#### [GIVEN INSTRUCTION]
Write out everything from the line containing "Would you be able to point to the rock face" down to the end of the records, word for word and with nothing left out.

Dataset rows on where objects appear
------------------------------
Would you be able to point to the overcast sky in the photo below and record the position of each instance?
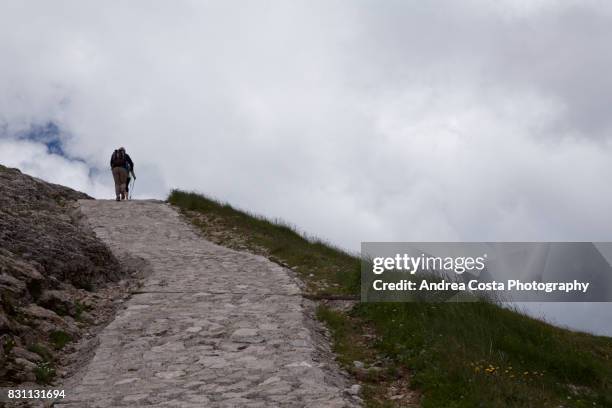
(354, 120)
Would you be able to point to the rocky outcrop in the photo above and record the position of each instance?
(50, 264)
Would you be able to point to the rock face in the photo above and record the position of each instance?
(48, 260)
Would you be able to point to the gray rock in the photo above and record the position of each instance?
(23, 353)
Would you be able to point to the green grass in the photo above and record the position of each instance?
(458, 354)
(45, 373)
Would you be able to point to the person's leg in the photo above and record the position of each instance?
(117, 180)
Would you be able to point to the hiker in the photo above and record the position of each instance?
(120, 163)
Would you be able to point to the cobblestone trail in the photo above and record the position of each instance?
------------------------------
#### [RESPONSE BELOW]
Would you be able to point to the rock face in the photo above and record the position of each instance?
(48, 260)
Would you be able to point to the gray rock in the photo above and record the position of each instance?
(23, 353)
Would you be able to point to the green grass in the photo above and record the position of each instance?
(458, 354)
(45, 373)
Would you be able to point to the person's leg in the photo above and record the position of each instance?
(117, 180)
Would you be able to point to the hiker in the photo above and record the position of each instance?
(120, 163)
Would you be able to point to the cobblestone trail in the photo above and record the position of each instance?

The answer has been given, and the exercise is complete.